> _Task to complete_: Copy, word for word, the stretch of the items below from the line that contains "Exercise. Spot the white cloud" through the end of the items.

> _Material provided_:
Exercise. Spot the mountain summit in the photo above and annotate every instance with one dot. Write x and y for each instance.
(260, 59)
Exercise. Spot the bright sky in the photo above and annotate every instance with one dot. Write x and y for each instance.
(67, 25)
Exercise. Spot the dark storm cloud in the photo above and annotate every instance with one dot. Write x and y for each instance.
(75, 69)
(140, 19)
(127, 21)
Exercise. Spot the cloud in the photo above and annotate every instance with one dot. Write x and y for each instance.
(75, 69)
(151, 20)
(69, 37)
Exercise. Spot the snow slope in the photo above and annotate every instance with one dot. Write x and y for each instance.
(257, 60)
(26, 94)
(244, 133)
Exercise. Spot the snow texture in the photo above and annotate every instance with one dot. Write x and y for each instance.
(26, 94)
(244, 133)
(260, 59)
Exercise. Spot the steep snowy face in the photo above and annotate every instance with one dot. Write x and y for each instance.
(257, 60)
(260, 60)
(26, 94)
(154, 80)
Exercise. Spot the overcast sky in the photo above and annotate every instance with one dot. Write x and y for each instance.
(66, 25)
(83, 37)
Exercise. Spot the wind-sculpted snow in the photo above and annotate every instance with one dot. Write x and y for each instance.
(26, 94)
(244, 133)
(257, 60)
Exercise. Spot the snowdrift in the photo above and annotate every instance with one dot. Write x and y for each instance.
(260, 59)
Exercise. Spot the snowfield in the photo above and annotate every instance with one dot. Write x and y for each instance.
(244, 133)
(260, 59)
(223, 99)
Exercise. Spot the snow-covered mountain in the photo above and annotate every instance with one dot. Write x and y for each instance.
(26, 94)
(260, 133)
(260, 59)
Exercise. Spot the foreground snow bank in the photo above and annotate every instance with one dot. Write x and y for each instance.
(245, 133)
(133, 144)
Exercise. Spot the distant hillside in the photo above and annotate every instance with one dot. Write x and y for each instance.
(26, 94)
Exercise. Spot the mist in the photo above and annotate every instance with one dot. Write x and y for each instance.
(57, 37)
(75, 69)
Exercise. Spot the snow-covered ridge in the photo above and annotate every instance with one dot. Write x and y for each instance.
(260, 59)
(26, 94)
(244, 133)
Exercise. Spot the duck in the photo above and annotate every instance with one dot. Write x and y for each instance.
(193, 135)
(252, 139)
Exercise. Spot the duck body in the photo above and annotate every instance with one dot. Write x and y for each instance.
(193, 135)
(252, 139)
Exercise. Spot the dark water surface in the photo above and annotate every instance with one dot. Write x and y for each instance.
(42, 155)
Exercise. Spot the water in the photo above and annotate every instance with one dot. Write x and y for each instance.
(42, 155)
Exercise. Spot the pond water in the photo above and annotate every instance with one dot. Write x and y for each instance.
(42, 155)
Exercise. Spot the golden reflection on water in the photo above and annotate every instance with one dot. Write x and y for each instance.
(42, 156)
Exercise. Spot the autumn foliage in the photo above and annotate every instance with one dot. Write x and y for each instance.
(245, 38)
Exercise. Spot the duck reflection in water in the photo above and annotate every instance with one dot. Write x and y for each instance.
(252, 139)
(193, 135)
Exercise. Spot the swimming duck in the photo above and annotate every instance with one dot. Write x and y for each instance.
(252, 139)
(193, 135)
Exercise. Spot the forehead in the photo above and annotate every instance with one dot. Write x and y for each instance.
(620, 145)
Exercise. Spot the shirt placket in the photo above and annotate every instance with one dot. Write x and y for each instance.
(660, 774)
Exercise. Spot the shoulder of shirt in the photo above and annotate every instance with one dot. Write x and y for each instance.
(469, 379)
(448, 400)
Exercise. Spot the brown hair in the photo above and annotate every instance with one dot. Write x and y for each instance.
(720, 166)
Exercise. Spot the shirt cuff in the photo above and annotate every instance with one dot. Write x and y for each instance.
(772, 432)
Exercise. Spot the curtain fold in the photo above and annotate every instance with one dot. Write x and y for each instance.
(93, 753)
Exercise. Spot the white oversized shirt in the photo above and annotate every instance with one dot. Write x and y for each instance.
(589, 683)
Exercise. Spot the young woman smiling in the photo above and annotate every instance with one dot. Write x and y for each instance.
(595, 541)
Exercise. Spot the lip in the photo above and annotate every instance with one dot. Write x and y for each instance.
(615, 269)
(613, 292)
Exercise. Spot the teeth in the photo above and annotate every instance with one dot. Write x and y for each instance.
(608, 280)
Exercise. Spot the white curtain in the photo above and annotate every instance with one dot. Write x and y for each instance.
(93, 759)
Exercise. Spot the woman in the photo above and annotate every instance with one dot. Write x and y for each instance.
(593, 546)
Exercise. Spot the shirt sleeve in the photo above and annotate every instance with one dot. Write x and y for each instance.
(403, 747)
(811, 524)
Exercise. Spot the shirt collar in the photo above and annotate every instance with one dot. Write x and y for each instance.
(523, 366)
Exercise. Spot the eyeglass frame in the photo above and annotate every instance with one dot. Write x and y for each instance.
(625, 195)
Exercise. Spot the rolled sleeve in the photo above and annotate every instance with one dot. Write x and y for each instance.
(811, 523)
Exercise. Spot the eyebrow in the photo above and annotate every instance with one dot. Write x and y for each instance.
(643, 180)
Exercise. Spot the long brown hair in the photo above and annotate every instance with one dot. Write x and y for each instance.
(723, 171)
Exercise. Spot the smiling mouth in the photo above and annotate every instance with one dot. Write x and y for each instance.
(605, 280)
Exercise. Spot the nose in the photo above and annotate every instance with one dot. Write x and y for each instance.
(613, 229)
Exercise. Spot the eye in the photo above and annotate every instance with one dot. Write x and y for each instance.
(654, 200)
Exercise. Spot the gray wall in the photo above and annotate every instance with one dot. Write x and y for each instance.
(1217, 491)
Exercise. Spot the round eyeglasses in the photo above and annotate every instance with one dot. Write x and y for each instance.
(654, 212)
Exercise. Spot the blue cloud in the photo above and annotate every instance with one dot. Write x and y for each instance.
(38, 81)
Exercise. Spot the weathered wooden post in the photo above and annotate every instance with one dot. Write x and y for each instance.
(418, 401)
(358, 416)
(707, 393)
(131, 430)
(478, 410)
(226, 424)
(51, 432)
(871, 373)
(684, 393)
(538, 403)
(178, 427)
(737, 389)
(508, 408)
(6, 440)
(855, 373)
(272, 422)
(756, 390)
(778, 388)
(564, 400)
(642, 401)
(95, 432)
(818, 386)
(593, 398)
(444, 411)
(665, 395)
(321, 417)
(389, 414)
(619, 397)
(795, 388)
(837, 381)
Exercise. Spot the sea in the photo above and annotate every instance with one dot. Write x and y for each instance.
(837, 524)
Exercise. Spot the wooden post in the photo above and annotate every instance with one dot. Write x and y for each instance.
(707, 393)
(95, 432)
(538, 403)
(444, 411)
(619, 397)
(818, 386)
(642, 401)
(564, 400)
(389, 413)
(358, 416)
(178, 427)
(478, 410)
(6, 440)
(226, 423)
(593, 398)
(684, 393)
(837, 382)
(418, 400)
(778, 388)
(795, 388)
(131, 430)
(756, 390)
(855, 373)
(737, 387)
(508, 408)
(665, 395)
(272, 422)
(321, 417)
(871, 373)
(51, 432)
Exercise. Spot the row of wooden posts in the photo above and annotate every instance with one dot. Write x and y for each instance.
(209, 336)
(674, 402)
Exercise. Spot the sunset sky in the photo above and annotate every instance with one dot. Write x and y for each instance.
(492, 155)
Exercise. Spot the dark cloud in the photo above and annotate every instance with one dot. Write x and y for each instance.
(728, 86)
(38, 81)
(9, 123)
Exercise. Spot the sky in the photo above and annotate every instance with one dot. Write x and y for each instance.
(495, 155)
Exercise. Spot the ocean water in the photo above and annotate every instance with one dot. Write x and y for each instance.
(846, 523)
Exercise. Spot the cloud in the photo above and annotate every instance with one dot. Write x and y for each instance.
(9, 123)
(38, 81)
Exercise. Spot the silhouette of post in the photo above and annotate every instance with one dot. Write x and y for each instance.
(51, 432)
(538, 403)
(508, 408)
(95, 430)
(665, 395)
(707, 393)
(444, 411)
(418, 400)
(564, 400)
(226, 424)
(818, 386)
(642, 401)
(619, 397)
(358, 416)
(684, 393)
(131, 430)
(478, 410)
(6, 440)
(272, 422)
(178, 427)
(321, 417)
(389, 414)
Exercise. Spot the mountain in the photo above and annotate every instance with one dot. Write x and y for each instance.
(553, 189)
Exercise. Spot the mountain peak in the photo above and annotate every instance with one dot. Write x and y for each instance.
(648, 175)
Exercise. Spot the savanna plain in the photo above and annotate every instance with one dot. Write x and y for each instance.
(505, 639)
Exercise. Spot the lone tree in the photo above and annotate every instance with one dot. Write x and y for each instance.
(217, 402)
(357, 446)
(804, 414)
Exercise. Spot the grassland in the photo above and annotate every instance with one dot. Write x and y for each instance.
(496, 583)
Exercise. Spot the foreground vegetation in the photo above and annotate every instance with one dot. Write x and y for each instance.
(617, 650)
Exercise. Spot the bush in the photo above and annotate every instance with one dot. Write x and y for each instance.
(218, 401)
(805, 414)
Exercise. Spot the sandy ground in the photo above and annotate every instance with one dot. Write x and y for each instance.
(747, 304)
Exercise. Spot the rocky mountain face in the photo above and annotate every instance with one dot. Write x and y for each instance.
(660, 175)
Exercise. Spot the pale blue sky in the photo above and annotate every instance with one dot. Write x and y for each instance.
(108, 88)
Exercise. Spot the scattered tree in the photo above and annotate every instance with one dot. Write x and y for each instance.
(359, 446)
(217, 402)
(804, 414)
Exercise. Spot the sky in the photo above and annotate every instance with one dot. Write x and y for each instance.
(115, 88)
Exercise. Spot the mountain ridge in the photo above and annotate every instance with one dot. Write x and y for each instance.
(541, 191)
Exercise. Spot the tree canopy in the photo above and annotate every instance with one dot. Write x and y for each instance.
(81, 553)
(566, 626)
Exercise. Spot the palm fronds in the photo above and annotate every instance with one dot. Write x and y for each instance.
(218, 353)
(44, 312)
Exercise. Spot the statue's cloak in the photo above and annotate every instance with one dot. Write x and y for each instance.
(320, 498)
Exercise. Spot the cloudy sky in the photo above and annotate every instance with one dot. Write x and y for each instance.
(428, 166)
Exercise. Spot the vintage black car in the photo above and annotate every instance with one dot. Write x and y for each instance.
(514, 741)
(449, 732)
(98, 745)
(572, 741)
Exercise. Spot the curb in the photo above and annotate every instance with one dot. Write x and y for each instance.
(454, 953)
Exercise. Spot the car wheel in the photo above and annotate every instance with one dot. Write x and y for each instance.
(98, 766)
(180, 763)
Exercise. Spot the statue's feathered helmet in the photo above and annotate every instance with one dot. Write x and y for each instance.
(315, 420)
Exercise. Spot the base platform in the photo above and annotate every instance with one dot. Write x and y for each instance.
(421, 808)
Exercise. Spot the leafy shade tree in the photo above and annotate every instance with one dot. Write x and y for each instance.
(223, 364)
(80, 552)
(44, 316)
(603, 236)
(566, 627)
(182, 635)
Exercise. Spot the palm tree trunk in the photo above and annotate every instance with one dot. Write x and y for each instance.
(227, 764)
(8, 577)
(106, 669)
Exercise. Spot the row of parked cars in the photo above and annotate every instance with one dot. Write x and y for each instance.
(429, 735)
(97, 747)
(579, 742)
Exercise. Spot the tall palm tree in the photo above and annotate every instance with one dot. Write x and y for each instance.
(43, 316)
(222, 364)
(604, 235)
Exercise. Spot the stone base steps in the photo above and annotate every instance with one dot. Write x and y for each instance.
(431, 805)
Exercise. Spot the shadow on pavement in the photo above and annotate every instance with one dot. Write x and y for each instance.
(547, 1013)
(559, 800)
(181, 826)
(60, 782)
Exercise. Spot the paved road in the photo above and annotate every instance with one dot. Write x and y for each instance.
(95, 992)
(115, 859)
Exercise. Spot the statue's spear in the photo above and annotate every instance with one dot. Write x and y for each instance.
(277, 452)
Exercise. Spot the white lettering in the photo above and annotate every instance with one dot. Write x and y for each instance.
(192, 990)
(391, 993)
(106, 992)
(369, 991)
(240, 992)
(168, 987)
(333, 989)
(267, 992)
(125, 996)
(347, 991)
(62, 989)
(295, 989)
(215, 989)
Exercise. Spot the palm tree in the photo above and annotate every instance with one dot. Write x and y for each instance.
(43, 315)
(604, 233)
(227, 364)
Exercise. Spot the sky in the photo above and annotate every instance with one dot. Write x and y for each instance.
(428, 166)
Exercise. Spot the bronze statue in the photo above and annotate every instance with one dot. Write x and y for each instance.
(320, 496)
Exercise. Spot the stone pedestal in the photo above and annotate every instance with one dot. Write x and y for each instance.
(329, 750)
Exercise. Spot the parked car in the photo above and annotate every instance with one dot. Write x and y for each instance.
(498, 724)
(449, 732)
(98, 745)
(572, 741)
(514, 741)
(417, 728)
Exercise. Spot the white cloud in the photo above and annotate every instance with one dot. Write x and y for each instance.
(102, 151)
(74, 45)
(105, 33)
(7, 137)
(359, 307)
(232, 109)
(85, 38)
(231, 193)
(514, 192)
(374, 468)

> _Response below_:
Exercise. Spot the white cloud in the photo above and annotate every instance with one dot. Write x and y for each instance.
(102, 151)
(74, 45)
(105, 33)
(7, 137)
(359, 307)
(232, 109)
(85, 38)
(231, 193)
(514, 192)
(374, 468)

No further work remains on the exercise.